### DATASET ROWS
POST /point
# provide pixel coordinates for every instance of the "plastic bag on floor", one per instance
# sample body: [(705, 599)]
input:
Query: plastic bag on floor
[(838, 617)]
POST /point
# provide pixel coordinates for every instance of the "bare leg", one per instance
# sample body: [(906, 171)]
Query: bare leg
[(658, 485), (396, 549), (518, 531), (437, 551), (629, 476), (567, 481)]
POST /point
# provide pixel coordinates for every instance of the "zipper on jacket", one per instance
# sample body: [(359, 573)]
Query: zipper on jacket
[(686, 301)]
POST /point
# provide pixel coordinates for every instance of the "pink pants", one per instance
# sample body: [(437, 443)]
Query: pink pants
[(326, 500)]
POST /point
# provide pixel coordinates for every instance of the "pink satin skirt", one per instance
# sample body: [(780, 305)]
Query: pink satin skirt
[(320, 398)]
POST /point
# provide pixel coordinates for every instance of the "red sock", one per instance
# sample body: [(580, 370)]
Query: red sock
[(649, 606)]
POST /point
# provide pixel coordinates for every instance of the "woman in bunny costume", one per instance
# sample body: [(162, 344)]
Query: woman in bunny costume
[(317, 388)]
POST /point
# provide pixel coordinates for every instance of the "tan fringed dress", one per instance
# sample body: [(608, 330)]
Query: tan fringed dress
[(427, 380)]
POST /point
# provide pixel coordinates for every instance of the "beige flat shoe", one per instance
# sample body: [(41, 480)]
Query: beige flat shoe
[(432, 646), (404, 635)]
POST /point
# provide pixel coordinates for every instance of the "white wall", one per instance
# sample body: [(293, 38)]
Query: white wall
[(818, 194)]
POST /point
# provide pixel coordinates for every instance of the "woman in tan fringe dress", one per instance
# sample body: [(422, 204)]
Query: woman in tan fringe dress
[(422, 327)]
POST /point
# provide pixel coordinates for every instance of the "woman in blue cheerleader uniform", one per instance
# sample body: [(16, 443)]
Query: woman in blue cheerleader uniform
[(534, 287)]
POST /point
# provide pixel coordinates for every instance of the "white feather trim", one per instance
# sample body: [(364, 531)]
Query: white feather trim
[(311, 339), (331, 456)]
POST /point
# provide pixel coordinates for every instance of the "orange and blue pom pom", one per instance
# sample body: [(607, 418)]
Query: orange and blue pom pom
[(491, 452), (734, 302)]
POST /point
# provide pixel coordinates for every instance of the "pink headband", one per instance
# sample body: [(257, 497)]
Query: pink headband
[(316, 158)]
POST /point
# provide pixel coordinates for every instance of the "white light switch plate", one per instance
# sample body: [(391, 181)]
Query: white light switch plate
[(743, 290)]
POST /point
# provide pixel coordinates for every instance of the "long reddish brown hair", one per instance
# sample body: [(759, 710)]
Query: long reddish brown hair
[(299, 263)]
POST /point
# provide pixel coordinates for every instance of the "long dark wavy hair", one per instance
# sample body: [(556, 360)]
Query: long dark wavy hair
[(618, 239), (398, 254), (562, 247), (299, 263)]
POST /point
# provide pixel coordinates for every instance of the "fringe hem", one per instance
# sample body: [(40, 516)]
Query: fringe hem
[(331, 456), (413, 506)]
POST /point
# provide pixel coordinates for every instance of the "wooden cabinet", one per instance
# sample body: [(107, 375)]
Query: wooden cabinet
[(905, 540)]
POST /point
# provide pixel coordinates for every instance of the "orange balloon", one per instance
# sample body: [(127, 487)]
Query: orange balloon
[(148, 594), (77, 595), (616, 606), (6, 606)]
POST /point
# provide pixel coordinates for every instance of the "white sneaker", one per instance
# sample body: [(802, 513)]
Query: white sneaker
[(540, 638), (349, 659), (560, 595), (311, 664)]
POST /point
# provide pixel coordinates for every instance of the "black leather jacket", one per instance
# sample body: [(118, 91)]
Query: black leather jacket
######
#### STATED EXERCISE:
Return everything in the listing above from its first line down to the line containing "[(534, 287)]", both ends included, with every line reproduced without any change.

#### TASK SOLUTION:
POST /point
# provide pixel coordinates for every instance of the "plastic bag on floor", one per instance
# sample body: [(705, 599)]
input:
Query: plastic bag on floor
[(838, 617)]
POST /point
# provide pixel coordinates for every instance of the "bare leg", one per instance
# sample body: [(906, 171)]
Query: bare leg
[(658, 485), (396, 549), (518, 531), (437, 551), (629, 476), (567, 481)]
POST /point
# provide pixel coordinates for every instance of the "zipper on jacket", one per instance
# sample body: [(359, 573)]
Query: zipper on jacket
[(686, 301)]
POST /point
# provide pixel coordinates for every instance of the "pink pants", one per instance
# sample body: [(437, 443)]
Query: pink pants
[(326, 500)]
POST /point
# provide pixel coordinates for every instance of the "pink satin skirt", one per instance
# sample body: [(780, 305)]
Query: pink satin skirt
[(320, 398)]
POST /point
# provide pixel coordinates for every instance of the "red sock", one per instance
# sample body: [(580, 370)]
Query: red sock
[(649, 606)]
POST /point
# provide pixel coordinates for every instance of the "woman in bunny costume", one per instance
# sample body: [(162, 344)]
Query: woman in bunny costume
[(317, 388)]
POST /point
# provide pixel coordinates for every instance of the "tan fringed dress", one per instance
# sample body: [(608, 330)]
Query: tan fringed dress
[(427, 380)]
POST /point
# provide pixel coordinates for every instance of the "beige flat shoe", one per instance
# sample body: [(41, 480)]
Query: beige flat shoe
[(432, 646), (404, 635)]
POST /point
# provide pixel coordinates for every instance of the "white wall", one per instance
# sample body: [(293, 38)]
Query: white wall
[(818, 194)]
POST /point
# provide pixel coordinates for every instance of the "woman in tan fringe dress", one per instance
# sample body: [(422, 204)]
Query: woman in tan fringe dress
[(422, 327)]
POST /point
# provide pixel coordinates for every instance of the "woman in blue cheerleader uniform", one per instance
# sample body: [(16, 443)]
Query: woman in blue cheerleader uniform
[(534, 287)]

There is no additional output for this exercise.